-- start of Data excerpts --

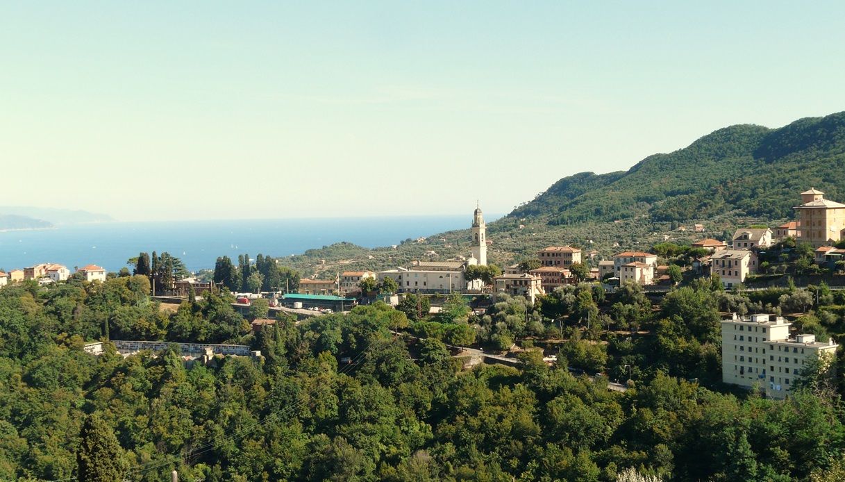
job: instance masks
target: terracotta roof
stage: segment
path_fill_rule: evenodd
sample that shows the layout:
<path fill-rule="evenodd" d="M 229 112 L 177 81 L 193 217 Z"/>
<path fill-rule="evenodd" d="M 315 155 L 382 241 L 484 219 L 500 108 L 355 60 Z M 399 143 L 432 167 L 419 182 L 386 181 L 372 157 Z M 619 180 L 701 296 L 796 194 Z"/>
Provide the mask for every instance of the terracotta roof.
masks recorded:
<path fill-rule="evenodd" d="M 646 253 L 644 251 L 623 251 L 618 255 L 613 255 L 614 258 L 617 256 L 643 257 L 643 256 L 657 256 L 657 255 L 652 255 L 651 253 Z"/>
<path fill-rule="evenodd" d="M 536 270 L 532 270 L 528 272 L 530 273 L 562 273 L 569 272 L 566 268 L 559 268 L 558 266 L 542 266 L 542 268 L 537 268 Z"/>
<path fill-rule="evenodd" d="M 751 251 L 747 249 L 724 249 L 711 256 L 711 260 L 741 260 L 750 256 Z"/>
<path fill-rule="evenodd" d="M 818 249 L 815 249 L 816 253 L 827 253 L 829 251 L 833 251 L 833 252 L 842 251 L 842 252 L 845 253 L 845 249 L 839 249 L 834 248 L 833 246 L 821 246 L 820 248 L 818 248 Z"/>
<path fill-rule="evenodd" d="M 578 248 L 573 248 L 572 246 L 548 246 L 548 248 L 543 248 L 540 249 L 541 252 L 543 251 L 564 251 L 567 253 L 581 253 L 581 249 Z"/>
<path fill-rule="evenodd" d="M 760 239 L 766 234 L 766 231 L 771 231 L 771 229 L 768 227 L 742 227 L 737 229 L 736 232 L 733 233 L 733 238 L 732 238 L 732 239 L 737 239 L 746 233 L 748 233 L 750 240 Z"/>
<path fill-rule="evenodd" d="M 715 248 L 717 246 L 728 246 L 723 242 L 718 239 L 713 239 L 712 238 L 707 238 L 706 239 L 701 239 L 696 243 L 692 244 L 693 246 L 701 246 L 702 248 Z"/>
<path fill-rule="evenodd" d="M 816 200 L 810 201 L 801 205 L 797 205 L 793 209 L 809 209 L 813 207 L 845 207 L 845 204 L 837 203 L 830 200 Z"/>
<path fill-rule="evenodd" d="M 311 278 L 303 278 L 299 280 L 299 284 L 335 284 L 335 280 L 313 280 Z"/>
<path fill-rule="evenodd" d="M 80 271 L 105 271 L 106 268 L 100 267 L 96 265 L 88 265 L 87 266 L 83 266 L 79 269 Z"/>

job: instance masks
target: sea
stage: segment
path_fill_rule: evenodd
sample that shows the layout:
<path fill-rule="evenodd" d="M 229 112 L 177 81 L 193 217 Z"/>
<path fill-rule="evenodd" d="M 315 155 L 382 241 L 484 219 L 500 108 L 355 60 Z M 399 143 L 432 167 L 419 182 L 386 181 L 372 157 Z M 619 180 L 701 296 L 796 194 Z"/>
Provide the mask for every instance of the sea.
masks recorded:
<path fill-rule="evenodd" d="M 117 271 L 142 251 L 167 251 L 196 271 L 214 268 L 222 255 L 237 263 L 244 253 L 251 258 L 259 253 L 283 257 L 341 241 L 377 248 L 469 227 L 472 222 L 472 216 L 431 216 L 104 222 L 7 231 L 0 232 L 0 270 L 51 262 L 71 271 L 94 264 Z"/>

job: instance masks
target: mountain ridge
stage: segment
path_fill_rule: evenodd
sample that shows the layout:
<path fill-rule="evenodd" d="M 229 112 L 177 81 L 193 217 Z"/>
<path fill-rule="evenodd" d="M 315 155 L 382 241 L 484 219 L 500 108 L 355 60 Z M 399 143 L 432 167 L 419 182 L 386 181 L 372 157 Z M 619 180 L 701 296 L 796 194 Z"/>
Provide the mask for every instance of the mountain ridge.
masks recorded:
<path fill-rule="evenodd" d="M 779 219 L 792 216 L 798 194 L 810 187 L 834 200 L 845 196 L 845 112 L 777 129 L 719 129 L 627 171 L 559 179 L 505 217 L 567 225 L 643 215 L 684 222 L 736 211 Z"/>

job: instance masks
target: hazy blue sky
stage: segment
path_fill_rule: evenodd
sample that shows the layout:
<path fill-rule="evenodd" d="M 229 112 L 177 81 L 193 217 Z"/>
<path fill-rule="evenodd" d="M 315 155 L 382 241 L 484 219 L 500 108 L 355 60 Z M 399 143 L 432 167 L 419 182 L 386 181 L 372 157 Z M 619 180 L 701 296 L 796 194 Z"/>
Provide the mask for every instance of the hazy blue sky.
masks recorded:
<path fill-rule="evenodd" d="M 504 212 L 845 110 L 843 2 L 3 2 L 0 205 Z"/>

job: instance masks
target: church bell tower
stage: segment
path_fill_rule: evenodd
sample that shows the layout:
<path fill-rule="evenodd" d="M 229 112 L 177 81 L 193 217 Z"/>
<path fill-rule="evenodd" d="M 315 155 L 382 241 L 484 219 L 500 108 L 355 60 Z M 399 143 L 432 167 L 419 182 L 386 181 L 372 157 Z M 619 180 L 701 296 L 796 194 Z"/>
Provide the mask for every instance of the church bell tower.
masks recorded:
<path fill-rule="evenodd" d="M 478 260 L 479 265 L 487 264 L 487 227 L 484 226 L 484 216 L 481 208 L 476 205 L 475 214 L 472 216 L 472 257 Z"/>

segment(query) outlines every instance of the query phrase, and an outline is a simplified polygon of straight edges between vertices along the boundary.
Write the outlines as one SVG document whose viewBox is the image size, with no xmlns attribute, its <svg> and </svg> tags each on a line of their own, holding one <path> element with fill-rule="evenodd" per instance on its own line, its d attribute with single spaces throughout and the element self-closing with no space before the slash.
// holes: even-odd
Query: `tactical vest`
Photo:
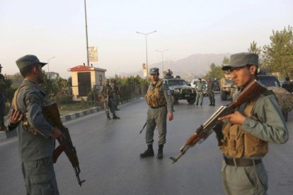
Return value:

-- end of Data excerpts --

▶ _Written task_:
Copy the records from their start through the line containing "818 249 L 815", leaving out any pictures.

▶ _Exercise solution_:
job: instance masks
target: terracotta roof
stage: segment
path_fill_rule: evenodd
sample that shows the layout:
<path fill-rule="evenodd" d="M 229 112 L 177 81 L 193 217 Z"/>
<path fill-rule="evenodd" d="M 315 155 L 382 241 L 484 219 L 500 108 L 355 60 Z M 399 143 L 432 167 L 419 182 L 386 181 L 372 157 Z M 619 180 L 701 296 L 796 194 Z"/>
Provide the mask for every instance of the terracotta roof.
masks recorded:
<path fill-rule="evenodd" d="M 646 253 L 644 251 L 623 251 L 618 255 L 613 255 L 614 258 L 617 256 L 643 257 L 643 256 L 657 256 L 657 255 L 652 255 L 651 253 Z"/>
<path fill-rule="evenodd" d="M 536 270 L 532 270 L 528 272 L 530 273 L 562 273 L 569 272 L 566 268 L 559 268 L 558 266 L 542 266 L 542 268 L 537 268 Z"/>
<path fill-rule="evenodd" d="M 751 251 L 747 249 L 724 249 L 711 256 L 711 260 L 741 260 L 750 256 Z"/>
<path fill-rule="evenodd" d="M 818 249 L 815 249 L 816 253 L 827 253 L 829 251 L 833 251 L 833 252 L 842 251 L 842 252 L 845 253 L 845 249 L 839 249 L 834 248 L 833 246 L 821 246 L 820 248 L 818 248 Z"/>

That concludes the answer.